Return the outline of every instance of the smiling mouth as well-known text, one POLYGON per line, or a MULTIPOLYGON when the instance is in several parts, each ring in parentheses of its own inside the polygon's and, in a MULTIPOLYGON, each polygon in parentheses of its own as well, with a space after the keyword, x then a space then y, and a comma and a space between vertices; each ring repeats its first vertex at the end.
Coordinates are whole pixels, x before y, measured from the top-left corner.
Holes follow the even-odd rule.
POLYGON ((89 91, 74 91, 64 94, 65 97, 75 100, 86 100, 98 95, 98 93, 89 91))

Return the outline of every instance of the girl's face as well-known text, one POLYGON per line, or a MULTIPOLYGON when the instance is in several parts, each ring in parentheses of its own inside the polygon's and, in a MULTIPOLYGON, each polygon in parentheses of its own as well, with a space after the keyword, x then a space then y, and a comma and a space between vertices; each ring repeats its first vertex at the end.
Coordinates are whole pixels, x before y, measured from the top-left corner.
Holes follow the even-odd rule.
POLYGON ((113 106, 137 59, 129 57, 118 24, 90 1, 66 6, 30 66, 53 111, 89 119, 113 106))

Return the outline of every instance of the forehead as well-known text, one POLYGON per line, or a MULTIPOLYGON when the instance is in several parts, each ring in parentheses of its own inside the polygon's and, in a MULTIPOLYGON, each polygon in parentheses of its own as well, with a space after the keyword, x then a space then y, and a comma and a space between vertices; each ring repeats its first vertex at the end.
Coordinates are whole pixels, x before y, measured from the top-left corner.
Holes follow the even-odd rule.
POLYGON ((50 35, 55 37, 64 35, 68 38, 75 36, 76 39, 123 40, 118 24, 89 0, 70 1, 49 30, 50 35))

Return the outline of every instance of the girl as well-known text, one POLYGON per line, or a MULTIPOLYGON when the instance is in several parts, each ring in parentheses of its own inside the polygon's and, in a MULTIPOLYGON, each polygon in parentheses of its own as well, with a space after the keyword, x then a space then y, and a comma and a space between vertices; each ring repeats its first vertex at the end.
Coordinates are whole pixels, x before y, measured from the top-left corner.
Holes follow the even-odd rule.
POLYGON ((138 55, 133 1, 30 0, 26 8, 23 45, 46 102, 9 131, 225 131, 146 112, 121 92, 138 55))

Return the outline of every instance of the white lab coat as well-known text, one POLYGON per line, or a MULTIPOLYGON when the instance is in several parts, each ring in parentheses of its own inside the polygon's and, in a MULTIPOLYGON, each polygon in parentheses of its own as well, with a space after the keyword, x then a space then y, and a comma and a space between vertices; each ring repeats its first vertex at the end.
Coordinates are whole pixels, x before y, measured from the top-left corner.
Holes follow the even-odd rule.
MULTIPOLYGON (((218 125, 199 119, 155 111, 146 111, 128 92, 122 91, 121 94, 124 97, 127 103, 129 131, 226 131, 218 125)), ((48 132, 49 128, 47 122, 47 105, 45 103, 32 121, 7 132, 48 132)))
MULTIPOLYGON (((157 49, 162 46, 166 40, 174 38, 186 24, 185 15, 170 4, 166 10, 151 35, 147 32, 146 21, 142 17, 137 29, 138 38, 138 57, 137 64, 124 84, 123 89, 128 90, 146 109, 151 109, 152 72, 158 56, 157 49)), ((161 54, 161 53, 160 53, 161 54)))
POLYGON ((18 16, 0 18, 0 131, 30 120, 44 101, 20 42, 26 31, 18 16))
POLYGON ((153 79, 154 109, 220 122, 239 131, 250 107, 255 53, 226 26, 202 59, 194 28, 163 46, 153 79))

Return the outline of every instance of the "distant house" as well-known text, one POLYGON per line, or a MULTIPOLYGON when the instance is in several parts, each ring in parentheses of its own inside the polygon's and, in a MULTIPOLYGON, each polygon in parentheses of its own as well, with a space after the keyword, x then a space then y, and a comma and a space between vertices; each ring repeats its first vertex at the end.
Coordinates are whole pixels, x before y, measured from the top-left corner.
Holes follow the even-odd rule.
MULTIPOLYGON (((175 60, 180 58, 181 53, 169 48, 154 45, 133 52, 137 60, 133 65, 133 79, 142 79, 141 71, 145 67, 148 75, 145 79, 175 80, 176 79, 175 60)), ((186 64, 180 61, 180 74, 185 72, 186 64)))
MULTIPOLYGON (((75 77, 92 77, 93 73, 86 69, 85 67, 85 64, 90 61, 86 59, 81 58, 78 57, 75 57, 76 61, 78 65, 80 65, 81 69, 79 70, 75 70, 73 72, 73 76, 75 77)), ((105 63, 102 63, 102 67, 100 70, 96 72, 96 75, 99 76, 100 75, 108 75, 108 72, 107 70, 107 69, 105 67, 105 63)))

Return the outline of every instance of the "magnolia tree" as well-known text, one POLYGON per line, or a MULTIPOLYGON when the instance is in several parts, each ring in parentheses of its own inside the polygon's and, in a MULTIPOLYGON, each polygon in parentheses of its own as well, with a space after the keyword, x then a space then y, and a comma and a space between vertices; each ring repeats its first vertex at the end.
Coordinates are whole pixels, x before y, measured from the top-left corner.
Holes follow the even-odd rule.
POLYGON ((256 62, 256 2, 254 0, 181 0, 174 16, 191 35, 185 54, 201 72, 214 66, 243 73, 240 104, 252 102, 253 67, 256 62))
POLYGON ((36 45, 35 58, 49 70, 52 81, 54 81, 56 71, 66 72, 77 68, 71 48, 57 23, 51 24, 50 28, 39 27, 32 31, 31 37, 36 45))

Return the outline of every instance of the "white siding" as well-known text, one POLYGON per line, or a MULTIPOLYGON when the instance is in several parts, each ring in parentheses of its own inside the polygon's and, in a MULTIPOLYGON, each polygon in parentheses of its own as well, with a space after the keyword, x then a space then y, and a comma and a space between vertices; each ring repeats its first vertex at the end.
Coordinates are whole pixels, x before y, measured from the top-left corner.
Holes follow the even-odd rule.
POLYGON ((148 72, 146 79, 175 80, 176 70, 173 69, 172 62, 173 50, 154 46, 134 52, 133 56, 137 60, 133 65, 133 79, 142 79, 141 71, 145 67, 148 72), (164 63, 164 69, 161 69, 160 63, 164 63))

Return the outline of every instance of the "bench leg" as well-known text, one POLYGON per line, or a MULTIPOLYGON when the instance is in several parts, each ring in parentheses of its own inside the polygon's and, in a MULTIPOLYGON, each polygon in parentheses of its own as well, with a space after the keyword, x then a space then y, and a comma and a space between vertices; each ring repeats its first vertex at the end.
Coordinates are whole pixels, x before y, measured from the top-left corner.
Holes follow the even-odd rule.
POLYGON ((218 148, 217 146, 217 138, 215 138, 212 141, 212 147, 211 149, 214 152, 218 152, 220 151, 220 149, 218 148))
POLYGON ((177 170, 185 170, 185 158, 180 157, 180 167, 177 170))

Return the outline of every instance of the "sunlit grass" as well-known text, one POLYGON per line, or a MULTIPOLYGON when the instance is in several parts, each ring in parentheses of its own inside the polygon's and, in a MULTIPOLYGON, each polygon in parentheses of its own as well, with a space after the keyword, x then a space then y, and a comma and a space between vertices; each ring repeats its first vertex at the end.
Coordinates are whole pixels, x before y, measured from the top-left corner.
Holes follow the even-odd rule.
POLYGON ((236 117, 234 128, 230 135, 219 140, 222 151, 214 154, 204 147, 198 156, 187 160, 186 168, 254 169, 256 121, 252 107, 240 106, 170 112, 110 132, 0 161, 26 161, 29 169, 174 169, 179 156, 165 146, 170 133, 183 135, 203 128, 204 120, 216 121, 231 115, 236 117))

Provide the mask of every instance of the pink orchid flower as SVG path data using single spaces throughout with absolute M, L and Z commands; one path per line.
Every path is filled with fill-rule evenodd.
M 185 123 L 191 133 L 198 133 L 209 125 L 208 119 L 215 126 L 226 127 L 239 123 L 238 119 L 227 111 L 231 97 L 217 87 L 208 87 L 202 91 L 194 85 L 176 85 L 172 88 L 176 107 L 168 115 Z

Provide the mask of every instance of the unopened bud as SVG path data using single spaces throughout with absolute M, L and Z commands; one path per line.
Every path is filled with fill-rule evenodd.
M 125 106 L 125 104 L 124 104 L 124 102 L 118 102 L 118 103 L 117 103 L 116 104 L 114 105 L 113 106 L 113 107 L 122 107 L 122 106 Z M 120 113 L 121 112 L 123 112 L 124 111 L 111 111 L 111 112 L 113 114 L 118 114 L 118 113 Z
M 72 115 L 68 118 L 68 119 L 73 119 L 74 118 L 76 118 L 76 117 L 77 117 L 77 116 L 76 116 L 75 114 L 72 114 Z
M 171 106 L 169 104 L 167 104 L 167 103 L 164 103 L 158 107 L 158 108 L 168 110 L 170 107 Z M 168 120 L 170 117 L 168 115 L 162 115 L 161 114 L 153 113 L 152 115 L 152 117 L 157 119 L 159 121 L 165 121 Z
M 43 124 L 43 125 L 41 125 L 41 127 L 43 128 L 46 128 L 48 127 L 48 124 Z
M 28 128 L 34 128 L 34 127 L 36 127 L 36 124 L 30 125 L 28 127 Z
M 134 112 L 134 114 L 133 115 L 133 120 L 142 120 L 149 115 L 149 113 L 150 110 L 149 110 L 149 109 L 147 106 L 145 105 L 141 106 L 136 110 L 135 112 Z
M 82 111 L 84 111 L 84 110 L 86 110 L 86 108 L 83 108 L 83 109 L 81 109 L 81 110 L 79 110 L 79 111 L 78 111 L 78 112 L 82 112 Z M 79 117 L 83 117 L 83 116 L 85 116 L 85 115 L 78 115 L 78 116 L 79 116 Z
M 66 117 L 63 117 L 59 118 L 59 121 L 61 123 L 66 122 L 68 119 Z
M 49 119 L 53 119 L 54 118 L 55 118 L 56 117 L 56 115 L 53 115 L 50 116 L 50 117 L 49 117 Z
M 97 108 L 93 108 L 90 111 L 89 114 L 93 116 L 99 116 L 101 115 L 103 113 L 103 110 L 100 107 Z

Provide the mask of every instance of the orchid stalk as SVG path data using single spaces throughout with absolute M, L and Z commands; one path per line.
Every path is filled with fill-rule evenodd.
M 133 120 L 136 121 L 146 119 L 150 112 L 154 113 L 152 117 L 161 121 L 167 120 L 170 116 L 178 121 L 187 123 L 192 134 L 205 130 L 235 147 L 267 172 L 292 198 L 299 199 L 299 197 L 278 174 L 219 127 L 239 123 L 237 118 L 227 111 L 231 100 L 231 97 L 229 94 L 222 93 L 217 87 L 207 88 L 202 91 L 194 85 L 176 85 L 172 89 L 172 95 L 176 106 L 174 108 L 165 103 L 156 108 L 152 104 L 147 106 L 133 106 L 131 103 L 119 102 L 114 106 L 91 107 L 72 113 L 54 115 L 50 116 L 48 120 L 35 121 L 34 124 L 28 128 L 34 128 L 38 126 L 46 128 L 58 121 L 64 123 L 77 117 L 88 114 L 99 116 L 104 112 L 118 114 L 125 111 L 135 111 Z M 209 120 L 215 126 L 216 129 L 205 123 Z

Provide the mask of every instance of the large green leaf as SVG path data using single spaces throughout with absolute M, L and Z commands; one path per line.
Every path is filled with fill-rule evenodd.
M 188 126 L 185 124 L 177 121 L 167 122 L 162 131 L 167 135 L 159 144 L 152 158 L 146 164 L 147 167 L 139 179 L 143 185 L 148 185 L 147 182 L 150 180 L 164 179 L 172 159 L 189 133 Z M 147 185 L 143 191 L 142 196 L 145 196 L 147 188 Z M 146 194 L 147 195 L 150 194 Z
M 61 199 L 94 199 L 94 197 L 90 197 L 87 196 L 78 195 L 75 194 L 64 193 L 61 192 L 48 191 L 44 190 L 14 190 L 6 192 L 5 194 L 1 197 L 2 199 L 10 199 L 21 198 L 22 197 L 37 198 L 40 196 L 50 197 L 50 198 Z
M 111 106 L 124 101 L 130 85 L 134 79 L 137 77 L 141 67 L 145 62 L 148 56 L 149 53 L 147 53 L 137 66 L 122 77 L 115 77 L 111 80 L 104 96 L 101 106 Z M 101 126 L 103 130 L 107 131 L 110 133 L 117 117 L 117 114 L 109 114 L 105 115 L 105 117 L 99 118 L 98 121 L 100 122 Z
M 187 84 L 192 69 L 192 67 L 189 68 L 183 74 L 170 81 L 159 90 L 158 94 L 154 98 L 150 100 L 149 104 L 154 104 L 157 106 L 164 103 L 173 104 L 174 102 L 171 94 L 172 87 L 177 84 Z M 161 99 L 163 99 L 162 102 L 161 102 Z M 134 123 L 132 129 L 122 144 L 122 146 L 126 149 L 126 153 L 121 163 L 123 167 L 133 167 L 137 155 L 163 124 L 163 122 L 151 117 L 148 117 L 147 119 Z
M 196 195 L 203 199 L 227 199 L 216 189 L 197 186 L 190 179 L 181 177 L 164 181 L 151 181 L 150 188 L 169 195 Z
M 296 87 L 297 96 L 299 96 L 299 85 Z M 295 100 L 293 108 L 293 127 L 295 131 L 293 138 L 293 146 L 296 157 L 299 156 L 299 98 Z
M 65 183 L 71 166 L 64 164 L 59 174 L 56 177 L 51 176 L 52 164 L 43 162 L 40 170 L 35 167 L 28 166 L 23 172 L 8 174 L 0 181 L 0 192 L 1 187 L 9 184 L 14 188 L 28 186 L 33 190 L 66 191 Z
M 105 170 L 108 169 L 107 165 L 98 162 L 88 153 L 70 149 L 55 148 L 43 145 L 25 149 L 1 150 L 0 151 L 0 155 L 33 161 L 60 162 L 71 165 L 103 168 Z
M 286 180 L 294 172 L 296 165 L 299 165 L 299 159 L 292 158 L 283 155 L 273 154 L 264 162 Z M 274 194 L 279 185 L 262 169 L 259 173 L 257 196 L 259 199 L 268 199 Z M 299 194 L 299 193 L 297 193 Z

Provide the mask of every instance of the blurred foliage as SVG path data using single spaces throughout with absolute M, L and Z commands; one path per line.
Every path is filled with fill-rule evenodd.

Exercise prompt: Arrange the lines from the start of the records up to and including the line that contains "POLYGON ((89 91, 74" as a Markdown table with the columns No. and Line. Give each line its own row with its row number, and omit any blank lines.

Answer below:
| No. | Line |
|---|---|
| 1 | Return the outline of every instance of the smiling mouth as well-known text, one POLYGON per line, or a MULTIPOLYGON when the instance is in several parts, each ring in parentheses of its own inside the polygon's and, in a MULTIPOLYGON, each polygon in parentheses of its own as well, with a space after the keyword, x then a space then y, and a comma and a space between vertices; each ring repeats its first vertex at the end. |
| 2 | Coordinates are whole pixels, x before y, measured from the top-left corner. |
| 3 | Holes follow the even-odd rule. |
| 4 | POLYGON ((89 91, 74 91, 64 94, 65 97, 75 100, 86 100, 98 95, 98 93, 89 91)) |